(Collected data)
▶

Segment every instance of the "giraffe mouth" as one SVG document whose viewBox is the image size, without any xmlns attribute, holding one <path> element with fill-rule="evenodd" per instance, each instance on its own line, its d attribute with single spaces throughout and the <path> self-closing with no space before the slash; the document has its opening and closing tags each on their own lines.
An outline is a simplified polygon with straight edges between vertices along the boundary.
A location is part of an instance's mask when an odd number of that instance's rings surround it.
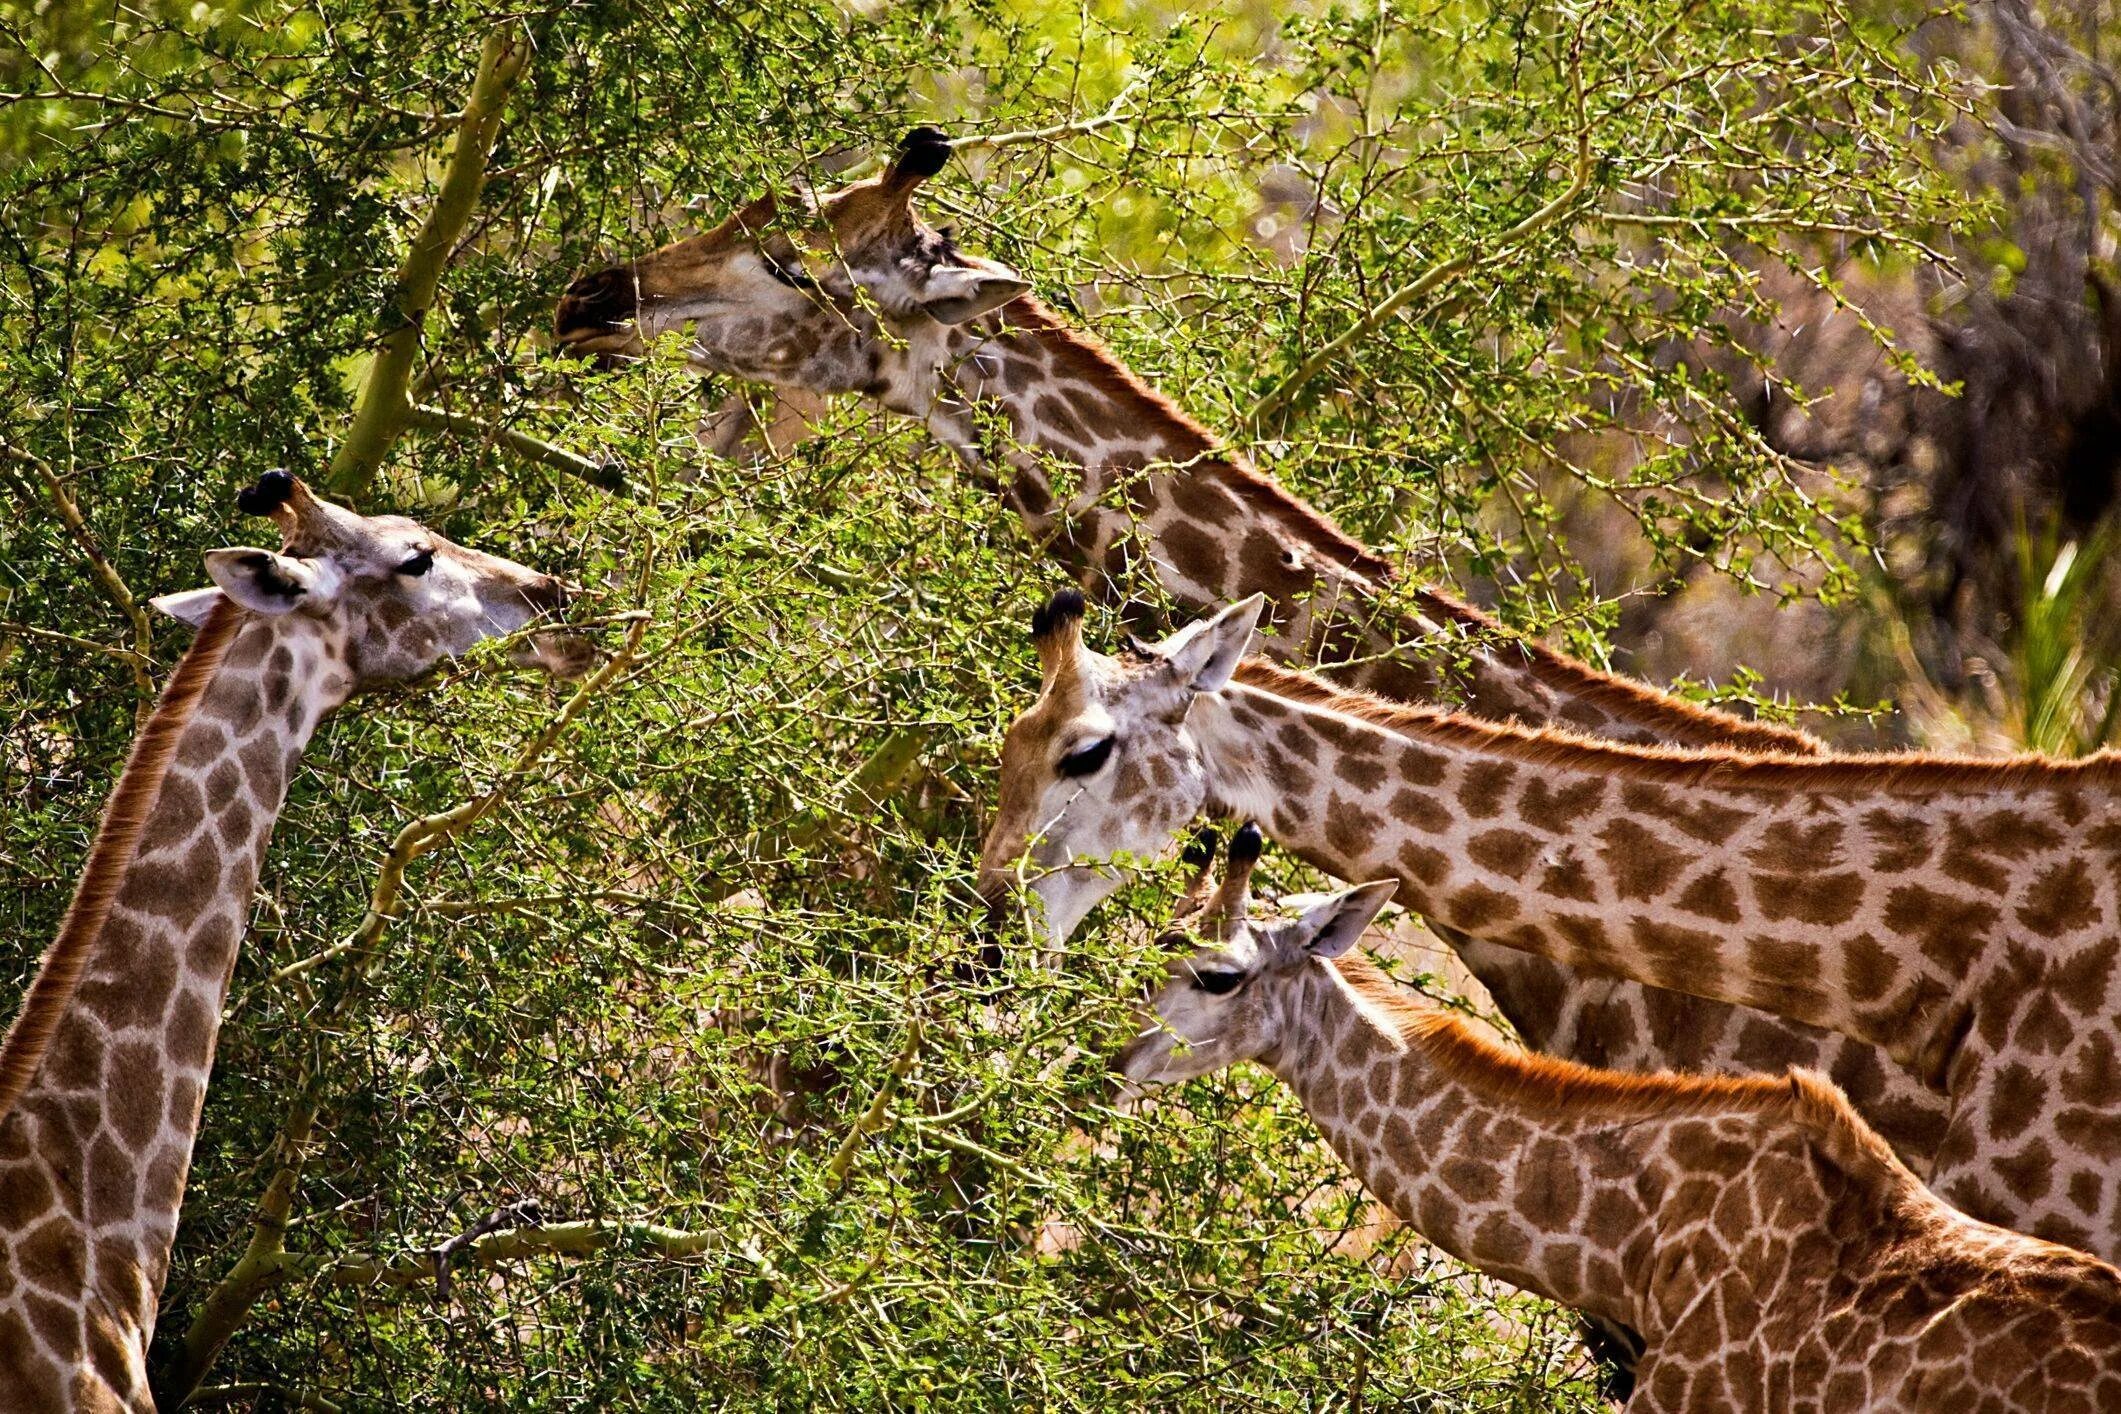
<svg viewBox="0 0 2121 1414">
<path fill-rule="evenodd" d="M 1162 1027 L 1151 1025 L 1139 1036 L 1121 1046 L 1113 1055 L 1107 1070 L 1107 1079 L 1112 1089 L 1112 1102 L 1119 1104 L 1128 1099 L 1139 1099 L 1157 1088 L 1157 1082 L 1136 1073 L 1145 1060 L 1170 1047 L 1171 1036 Z"/>
<path fill-rule="evenodd" d="M 579 633 L 563 628 L 534 629 L 508 649 L 508 661 L 550 677 L 573 682 L 589 676 L 603 654 Z"/>
</svg>

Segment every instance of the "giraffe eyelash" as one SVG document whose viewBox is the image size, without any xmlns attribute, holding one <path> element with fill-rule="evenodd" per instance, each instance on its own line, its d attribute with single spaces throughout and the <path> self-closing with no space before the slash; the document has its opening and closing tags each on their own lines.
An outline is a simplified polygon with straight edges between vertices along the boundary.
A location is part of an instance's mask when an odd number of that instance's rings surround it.
<svg viewBox="0 0 2121 1414">
<path fill-rule="evenodd" d="M 1060 773 L 1072 778 L 1094 776 L 1112 755 L 1112 738 L 1101 737 L 1079 746 L 1060 759 Z"/>
<path fill-rule="evenodd" d="M 790 270 L 771 256 L 766 258 L 766 273 L 791 290 L 814 290 L 817 280 L 801 270 Z"/>
</svg>

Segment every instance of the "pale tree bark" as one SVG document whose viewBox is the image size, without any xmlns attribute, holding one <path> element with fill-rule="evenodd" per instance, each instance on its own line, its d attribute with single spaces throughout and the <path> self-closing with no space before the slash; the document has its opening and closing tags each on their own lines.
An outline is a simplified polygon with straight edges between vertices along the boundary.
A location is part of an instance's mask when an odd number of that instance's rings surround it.
<svg viewBox="0 0 2121 1414">
<path fill-rule="evenodd" d="M 427 312 L 434 307 L 450 254 L 478 205 L 479 190 L 486 183 L 486 162 L 501 131 L 501 112 L 529 60 L 530 36 L 519 25 L 495 30 L 480 51 L 478 76 L 472 80 L 471 96 L 457 120 L 456 147 L 442 174 L 442 189 L 398 266 L 386 315 L 388 327 L 361 380 L 353 426 L 332 455 L 332 490 L 356 502 L 375 484 L 383 458 L 411 421 L 412 398 L 407 390 L 426 331 Z"/>
</svg>

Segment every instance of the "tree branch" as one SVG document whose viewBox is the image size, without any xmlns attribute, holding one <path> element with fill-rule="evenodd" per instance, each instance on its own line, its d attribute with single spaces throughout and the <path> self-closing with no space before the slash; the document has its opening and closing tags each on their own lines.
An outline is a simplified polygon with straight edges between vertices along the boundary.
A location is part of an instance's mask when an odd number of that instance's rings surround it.
<svg viewBox="0 0 2121 1414">
<path fill-rule="evenodd" d="M 542 1227 L 504 1228 L 459 1249 L 452 1265 L 491 1267 L 523 1257 L 586 1257 L 621 1243 L 659 1257 L 703 1257 L 726 1244 L 719 1232 L 693 1232 L 660 1223 L 588 1220 Z M 334 1286 L 413 1287 L 434 1280 L 434 1249 L 397 1257 L 325 1257 L 282 1253 L 279 1278 L 308 1277 Z"/>
<path fill-rule="evenodd" d="M 1554 222 L 1567 213 L 1571 206 L 1576 204 L 1576 198 L 1583 195 L 1584 188 L 1590 184 L 1591 128 L 1589 120 L 1584 116 L 1581 53 L 1583 34 L 1581 30 L 1577 32 L 1576 43 L 1577 53 L 1573 74 L 1573 82 L 1576 89 L 1576 161 L 1569 172 L 1568 183 L 1554 194 L 1552 200 L 1498 236 L 1484 257 L 1486 259 L 1492 260 L 1525 237 L 1534 235 L 1553 225 Z M 1335 359 L 1346 353 L 1359 341 L 1368 338 L 1387 319 L 1399 313 L 1400 310 L 1406 308 L 1415 300 L 1426 298 L 1446 281 L 1456 279 L 1472 268 L 1473 255 L 1470 252 L 1454 255 L 1437 261 L 1419 276 L 1386 295 L 1376 308 L 1370 310 L 1369 313 L 1342 330 L 1337 338 L 1330 339 L 1313 350 L 1310 357 L 1296 366 L 1295 371 L 1276 384 L 1265 397 L 1253 404 L 1252 410 L 1245 414 L 1245 430 L 1254 436 L 1258 436 L 1265 429 L 1268 419 L 1295 401 L 1296 396 L 1303 392 L 1311 380 L 1323 372 Z"/>
<path fill-rule="evenodd" d="M 250 1241 L 228 1275 L 207 1293 L 198 1314 L 184 1332 L 184 1344 L 173 1370 L 157 1382 L 155 1404 L 162 1409 L 182 1409 L 206 1378 L 206 1372 L 221 1353 L 221 1347 L 250 1315 L 266 1289 L 281 1278 L 287 1256 L 287 1219 L 294 1205 L 295 1185 L 302 1177 L 303 1149 L 309 1143 L 316 1105 L 305 1095 L 295 1102 L 274 1141 L 278 1167 L 258 1199 Z"/>
<path fill-rule="evenodd" d="M 140 695 L 152 702 L 155 697 L 155 678 L 150 669 L 154 666 L 154 658 L 148 650 L 154 641 L 155 630 L 154 624 L 147 617 L 147 610 L 133 597 L 124 576 L 118 573 L 117 567 L 110 562 L 110 557 L 103 553 L 103 546 L 97 541 L 96 533 L 88 528 L 87 518 L 81 514 L 80 505 L 66 489 L 66 482 L 60 478 L 59 473 L 53 471 L 42 457 L 7 442 L 0 442 L 0 456 L 19 466 L 28 467 L 36 474 L 37 479 L 44 483 L 45 494 L 51 497 L 53 508 L 59 512 L 59 523 L 66 527 L 66 533 L 73 538 L 74 544 L 88 560 L 89 574 L 103 590 L 103 596 L 117 605 L 118 612 L 125 615 L 126 622 L 132 625 L 132 647 L 122 651 L 120 656 L 124 657 L 127 665 L 132 668 L 133 684 L 140 690 Z"/>
<path fill-rule="evenodd" d="M 625 479 L 619 469 L 605 462 L 591 461 L 578 456 L 565 447 L 533 437 L 527 432 L 518 432 L 513 427 L 502 427 L 485 422 L 461 412 L 451 412 L 426 403 L 407 403 L 405 425 L 424 432 L 454 432 L 461 437 L 476 437 L 506 447 L 526 461 L 540 466 L 549 466 L 578 476 L 592 486 L 601 486 L 606 491 L 623 491 Z"/>
<path fill-rule="evenodd" d="M 411 385 L 413 359 L 420 350 L 427 311 L 434 307 L 441 288 L 442 270 L 451 251 L 464 234 L 479 189 L 486 181 L 486 162 L 493 154 L 494 139 L 501 130 L 501 110 L 522 77 L 530 60 L 530 37 L 519 25 L 508 25 L 486 37 L 479 55 L 478 77 L 472 80 L 471 96 L 465 100 L 457 120 L 456 148 L 442 174 L 442 188 L 427 219 L 413 237 L 411 249 L 398 267 L 397 286 L 391 296 L 394 322 L 385 331 L 361 382 L 361 396 L 354 407 L 353 426 L 332 456 L 329 484 L 356 500 L 375 483 L 391 444 L 405 428 L 412 413 L 406 389 Z"/>
<path fill-rule="evenodd" d="M 592 1219 L 503 1228 L 475 1239 L 467 1233 L 396 1257 L 332 1257 L 321 1253 L 289 1252 L 276 1244 L 270 1251 L 255 1255 L 246 1252 L 237 1264 L 237 1270 L 231 1271 L 209 1298 L 209 1304 L 230 1290 L 230 1283 L 238 1272 L 244 1281 L 242 1306 L 240 1309 L 224 1306 L 223 1309 L 232 1312 L 240 1324 L 258 1298 L 290 1279 L 325 1282 L 333 1286 L 382 1286 L 405 1290 L 436 1281 L 452 1267 L 492 1267 L 525 1257 L 586 1257 L 622 1243 L 643 1248 L 658 1257 L 683 1259 L 705 1256 L 726 1246 L 727 1239 L 719 1232 L 694 1232 L 660 1223 Z M 436 1254 L 445 1250 L 447 1260 L 438 1262 Z M 446 1285 L 442 1290 L 446 1292 Z M 231 1301 L 234 1295 L 231 1292 Z M 200 1314 L 203 1318 L 204 1309 Z M 226 1340 L 233 1330 L 232 1325 L 221 1332 L 221 1338 Z M 193 1337 L 199 1332 L 199 1324 L 195 1321 L 192 1330 L 185 1334 L 185 1363 L 169 1387 L 158 1395 L 158 1408 L 182 1409 L 205 1393 L 198 1388 L 199 1378 L 205 1374 L 205 1364 L 197 1365 L 196 1374 L 192 1369 L 195 1363 Z M 205 1351 L 204 1361 L 210 1362 L 219 1349 L 217 1343 L 212 1350 Z"/>
<path fill-rule="evenodd" d="M 544 759 L 575 719 L 581 716 L 590 700 L 612 679 L 625 672 L 639 660 L 641 635 L 648 629 L 645 617 L 633 621 L 625 643 L 604 665 L 585 679 L 575 689 L 574 696 L 567 699 L 560 710 L 553 714 L 542 730 L 523 745 L 503 771 L 501 779 L 491 789 L 474 796 L 453 809 L 434 815 L 425 815 L 399 830 L 391 842 L 390 851 L 384 856 L 382 868 L 376 882 L 369 891 L 368 910 L 362 916 L 360 926 L 341 942 L 333 944 L 320 953 L 300 962 L 281 968 L 273 974 L 273 980 L 284 982 L 302 977 L 334 958 L 352 955 L 357 967 L 365 964 L 375 945 L 382 940 L 396 916 L 399 895 L 404 890 L 405 871 L 421 855 L 439 849 L 449 840 L 462 834 L 472 825 L 491 814 L 496 807 L 513 795 L 529 777 L 530 772 Z M 312 1018 L 311 1026 L 317 1034 L 326 1034 L 345 1011 L 348 999 L 357 995 L 353 988 L 342 992 L 337 1004 Z M 251 1224 L 250 1241 L 236 1264 L 221 1278 L 214 1289 L 207 1293 L 199 1304 L 198 1313 L 192 1317 L 191 1326 L 184 1333 L 182 1353 L 176 1367 L 160 1382 L 160 1399 L 165 1408 L 182 1408 L 192 1391 L 206 1378 L 214 1357 L 230 1336 L 249 1319 L 252 1307 L 268 1289 L 280 1282 L 290 1270 L 286 1250 L 289 1213 L 294 1204 L 296 1185 L 301 1181 L 304 1149 L 309 1143 L 311 1126 L 316 1121 L 317 1089 L 322 1067 L 312 1064 L 302 1075 L 298 1091 L 300 1098 L 288 1110 L 286 1120 L 280 1126 L 279 1137 L 274 1141 L 275 1167 L 273 1175 L 265 1185 L 265 1193 L 258 1200 L 257 1216 Z M 428 1275 L 433 1275 L 433 1254 L 427 1257 Z"/>
<path fill-rule="evenodd" d="M 921 1053 L 921 1019 L 915 1016 L 906 1023 L 906 1042 L 899 1047 L 898 1055 L 892 1058 L 891 1068 L 884 1072 L 883 1080 L 876 1087 L 876 1095 L 869 1101 L 869 1108 L 847 1131 L 840 1147 L 832 1155 L 825 1171 L 832 1175 L 832 1191 L 839 1192 L 847 1182 L 847 1175 L 854 1169 L 854 1156 L 861 1149 L 862 1141 L 884 1127 L 890 1117 L 891 1101 L 897 1096 L 899 1086 L 913 1071 L 913 1063 Z"/>
</svg>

◀

**About this task:** Look through the entries above and report the number of lines that contain "their". Write only the number.

**Answer below:** 4